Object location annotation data
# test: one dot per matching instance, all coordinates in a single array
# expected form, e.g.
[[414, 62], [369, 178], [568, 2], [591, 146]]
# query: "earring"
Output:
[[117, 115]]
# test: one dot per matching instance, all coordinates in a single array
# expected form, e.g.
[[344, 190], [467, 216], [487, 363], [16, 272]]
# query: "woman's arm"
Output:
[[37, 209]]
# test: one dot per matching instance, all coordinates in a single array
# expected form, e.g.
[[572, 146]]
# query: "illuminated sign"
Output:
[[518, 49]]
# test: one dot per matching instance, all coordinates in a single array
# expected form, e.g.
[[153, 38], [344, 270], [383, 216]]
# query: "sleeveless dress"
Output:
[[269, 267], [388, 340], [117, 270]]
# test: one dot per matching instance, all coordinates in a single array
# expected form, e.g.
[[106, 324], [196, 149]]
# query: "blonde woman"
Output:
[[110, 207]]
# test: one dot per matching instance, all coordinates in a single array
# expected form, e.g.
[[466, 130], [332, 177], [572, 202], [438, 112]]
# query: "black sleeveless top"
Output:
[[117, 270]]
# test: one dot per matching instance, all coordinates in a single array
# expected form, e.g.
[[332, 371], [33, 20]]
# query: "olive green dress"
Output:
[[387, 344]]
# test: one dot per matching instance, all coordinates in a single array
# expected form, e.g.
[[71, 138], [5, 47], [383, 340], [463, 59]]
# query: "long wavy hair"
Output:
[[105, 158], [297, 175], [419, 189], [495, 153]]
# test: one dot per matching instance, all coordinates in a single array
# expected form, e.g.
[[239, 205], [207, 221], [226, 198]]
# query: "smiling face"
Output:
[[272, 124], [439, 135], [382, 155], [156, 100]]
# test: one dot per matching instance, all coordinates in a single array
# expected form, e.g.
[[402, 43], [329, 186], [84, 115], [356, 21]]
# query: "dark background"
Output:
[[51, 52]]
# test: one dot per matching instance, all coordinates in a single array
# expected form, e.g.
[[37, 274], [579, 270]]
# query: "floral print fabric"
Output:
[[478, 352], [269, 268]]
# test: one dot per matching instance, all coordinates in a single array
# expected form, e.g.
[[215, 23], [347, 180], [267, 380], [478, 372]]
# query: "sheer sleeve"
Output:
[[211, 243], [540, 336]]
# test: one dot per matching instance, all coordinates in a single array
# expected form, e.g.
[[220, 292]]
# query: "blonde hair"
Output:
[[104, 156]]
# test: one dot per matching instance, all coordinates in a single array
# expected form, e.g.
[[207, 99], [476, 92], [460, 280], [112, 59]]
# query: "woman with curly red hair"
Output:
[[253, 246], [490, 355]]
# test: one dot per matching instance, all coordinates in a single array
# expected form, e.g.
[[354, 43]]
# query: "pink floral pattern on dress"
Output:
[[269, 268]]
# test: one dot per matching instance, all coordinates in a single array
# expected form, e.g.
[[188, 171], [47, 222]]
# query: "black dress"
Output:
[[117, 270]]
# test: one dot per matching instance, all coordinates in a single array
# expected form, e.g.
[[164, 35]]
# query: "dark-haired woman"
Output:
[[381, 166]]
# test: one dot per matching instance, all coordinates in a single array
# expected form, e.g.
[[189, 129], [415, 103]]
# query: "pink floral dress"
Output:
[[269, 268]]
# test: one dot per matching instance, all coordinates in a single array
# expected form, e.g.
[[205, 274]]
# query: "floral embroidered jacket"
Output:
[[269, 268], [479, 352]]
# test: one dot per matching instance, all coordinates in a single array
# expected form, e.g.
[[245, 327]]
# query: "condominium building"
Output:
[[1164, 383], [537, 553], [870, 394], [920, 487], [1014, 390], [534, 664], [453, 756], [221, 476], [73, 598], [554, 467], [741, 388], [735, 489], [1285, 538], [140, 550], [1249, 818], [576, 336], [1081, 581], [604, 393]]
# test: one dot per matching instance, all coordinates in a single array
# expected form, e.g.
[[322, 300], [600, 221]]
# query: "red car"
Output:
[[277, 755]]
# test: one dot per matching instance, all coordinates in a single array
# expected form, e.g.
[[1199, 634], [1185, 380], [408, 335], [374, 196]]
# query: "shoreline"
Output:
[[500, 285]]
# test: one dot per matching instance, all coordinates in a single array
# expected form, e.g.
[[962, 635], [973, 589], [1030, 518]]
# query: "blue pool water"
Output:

* * *

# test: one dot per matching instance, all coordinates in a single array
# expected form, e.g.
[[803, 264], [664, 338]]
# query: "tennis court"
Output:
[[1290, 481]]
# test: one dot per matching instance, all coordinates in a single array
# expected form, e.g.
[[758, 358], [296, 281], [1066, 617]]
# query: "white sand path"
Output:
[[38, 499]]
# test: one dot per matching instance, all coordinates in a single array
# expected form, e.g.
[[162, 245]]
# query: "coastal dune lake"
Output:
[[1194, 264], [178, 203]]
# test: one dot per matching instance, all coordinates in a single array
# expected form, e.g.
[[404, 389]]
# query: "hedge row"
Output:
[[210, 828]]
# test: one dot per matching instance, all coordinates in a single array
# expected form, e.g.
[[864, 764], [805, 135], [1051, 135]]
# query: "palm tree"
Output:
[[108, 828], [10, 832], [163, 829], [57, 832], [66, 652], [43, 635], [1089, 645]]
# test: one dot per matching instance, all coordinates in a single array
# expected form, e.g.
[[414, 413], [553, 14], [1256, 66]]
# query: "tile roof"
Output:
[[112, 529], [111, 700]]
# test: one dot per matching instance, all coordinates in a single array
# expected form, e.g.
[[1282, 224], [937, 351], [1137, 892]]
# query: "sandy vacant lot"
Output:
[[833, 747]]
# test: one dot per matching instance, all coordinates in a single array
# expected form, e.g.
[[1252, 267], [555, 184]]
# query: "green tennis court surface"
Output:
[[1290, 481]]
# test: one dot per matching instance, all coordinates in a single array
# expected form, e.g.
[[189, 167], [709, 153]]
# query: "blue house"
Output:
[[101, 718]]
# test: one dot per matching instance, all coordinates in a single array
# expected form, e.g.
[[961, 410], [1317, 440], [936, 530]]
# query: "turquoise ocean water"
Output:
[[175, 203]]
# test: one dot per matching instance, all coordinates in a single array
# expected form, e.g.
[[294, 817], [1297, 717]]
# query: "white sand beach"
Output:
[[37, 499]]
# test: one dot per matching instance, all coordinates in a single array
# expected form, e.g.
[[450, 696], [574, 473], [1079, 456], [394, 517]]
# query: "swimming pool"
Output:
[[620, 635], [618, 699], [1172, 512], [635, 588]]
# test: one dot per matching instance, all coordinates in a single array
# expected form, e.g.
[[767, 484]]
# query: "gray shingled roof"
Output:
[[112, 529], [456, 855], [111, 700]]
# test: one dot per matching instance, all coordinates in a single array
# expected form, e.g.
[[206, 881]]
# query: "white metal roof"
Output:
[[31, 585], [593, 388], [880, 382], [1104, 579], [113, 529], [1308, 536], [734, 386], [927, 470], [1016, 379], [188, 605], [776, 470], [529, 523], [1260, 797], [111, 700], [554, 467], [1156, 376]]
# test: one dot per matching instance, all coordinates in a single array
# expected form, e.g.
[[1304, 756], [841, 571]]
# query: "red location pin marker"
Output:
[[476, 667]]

§ **Work to be completed**:
Identify every line in the entries above that contains the word "water", and copy each one out in full.

§ **Result of the exercise**:
# query: "blue pool water"
# query: "turquoise ocean water"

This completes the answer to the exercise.